## [Excerpted text]
--*--
# FatGirl PigOut Thread!



## Kortana (Jul 8, 2008)

So the other day a few of us talked about how much we love when we get together with our fatty friends watch movies and pig out. So, since we can't be all together I thought I would start the thread where we could have a pretend one.

So- ladies.

I have flashdance,dirty dancing and for later, some 91/2 weeks ready to go.

I picked up some nachos and a pitcher of margaritas is on ice!

Who's coming and watcha bringing? Oh and whats your comfy outfit?

Guys, your free to attend but please remember you are in charge of keeping the drinks flowing and the food in arms reach


----------



## ssbbwfa (Jul 9, 2008)

Ready and willing to serve here............................:smitten:


----------



## Kortana (Jul 9, 2008)

awesome!!

how about you be in charge of the drinks? good?


----------



## Jay West Coast (Jul 9, 2008)

I SO thought you said "who's coming and whatcha _binging_..."


My dirty mind.


----------



## Kortana (Jul 9, 2008)

I should have...pigout parties always end with sore tummies and crumbs.

LOL


----------



## KHayes666 (Jul 9, 2008)

Kortana said:


> I should have...pigout parties always end with sore tummies and crumbs.
--*--
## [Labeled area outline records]

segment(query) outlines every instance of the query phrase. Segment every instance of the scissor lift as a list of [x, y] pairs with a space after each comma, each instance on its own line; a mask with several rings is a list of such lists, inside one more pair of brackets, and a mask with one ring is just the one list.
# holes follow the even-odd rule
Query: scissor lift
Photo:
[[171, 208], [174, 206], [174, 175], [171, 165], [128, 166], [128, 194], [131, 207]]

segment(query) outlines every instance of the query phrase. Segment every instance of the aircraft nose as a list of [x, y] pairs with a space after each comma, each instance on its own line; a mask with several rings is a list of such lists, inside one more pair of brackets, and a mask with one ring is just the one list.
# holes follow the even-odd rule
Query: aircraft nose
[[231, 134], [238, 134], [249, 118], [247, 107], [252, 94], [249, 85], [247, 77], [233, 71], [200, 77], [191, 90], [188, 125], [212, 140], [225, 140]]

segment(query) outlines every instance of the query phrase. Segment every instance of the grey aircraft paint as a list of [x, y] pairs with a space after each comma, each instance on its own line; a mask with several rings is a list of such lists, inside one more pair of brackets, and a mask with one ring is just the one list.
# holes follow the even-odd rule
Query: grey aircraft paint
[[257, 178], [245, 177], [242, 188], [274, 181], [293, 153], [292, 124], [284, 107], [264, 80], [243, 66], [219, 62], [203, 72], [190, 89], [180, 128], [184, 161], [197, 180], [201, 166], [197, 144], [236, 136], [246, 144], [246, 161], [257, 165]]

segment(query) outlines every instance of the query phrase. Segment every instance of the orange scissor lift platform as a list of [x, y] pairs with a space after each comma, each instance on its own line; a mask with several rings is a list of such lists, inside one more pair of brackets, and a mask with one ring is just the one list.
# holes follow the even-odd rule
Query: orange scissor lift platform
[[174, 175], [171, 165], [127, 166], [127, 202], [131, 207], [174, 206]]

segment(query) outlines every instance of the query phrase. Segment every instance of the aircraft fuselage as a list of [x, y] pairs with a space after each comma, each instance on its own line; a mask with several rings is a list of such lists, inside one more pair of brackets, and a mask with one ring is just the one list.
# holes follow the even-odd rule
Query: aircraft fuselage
--*--
## [Challenge 1]
Output everything in the forum thread from "# FatGirl PigOut" down to "a pretend one.".
## [Challenge 2]
In the forum thread, what does Kortana say is on ice?

## [Task output 1]
# FatGirl PigOut Thread!



## Kortana (Jul 8, 2008)

So the other day a few of us talked about how much we love when we get together with our fatty friends watch movies and pig out. So, since we can't be all together I thought I would start the thread where we could have a pretend one.

## [Task output 2]
A pitcher of margaritas.